● **Your assignment**
In the records below, find the line that contains "[locate] dense treetop", then write out that line and each one after it exactly, up to and including the last.
### Given records ###
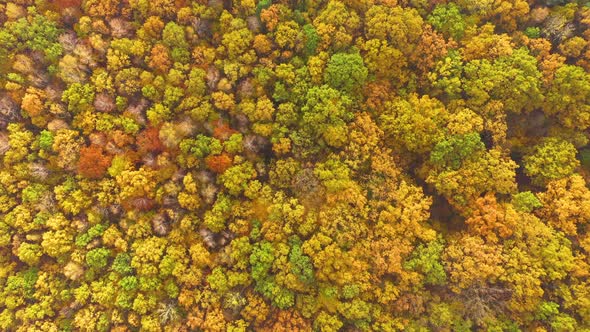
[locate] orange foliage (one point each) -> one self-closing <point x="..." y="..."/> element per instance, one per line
<point x="219" y="163"/>
<point x="93" y="163"/>
<point x="67" y="3"/>
<point x="149" y="141"/>
<point x="223" y="131"/>
<point x="160" y="58"/>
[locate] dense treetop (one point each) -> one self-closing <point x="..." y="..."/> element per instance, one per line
<point x="309" y="165"/>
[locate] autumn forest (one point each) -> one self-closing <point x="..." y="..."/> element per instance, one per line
<point x="294" y="165"/>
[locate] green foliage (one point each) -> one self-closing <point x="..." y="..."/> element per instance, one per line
<point x="447" y="19"/>
<point x="427" y="260"/>
<point x="553" y="159"/>
<point x="299" y="165"/>
<point x="525" y="201"/>
<point x="451" y="152"/>
<point x="346" y="72"/>
<point x="98" y="258"/>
###
● **Answer below**
[locate] dense treetop (one point each) -> one self-closing <point x="..." y="..."/> element per instance, one per line
<point x="309" y="165"/>
[locate] autumn forest (one point each) -> one self-closing <point x="..." y="..."/> element per instance, one per line
<point x="294" y="165"/>
[locate] green foliage (one point each) -> one self-closing <point x="..." y="..."/> element per instance, one per line
<point x="447" y="19"/>
<point x="427" y="260"/>
<point x="553" y="159"/>
<point x="299" y="165"/>
<point x="525" y="201"/>
<point x="451" y="152"/>
<point x="346" y="72"/>
<point x="98" y="258"/>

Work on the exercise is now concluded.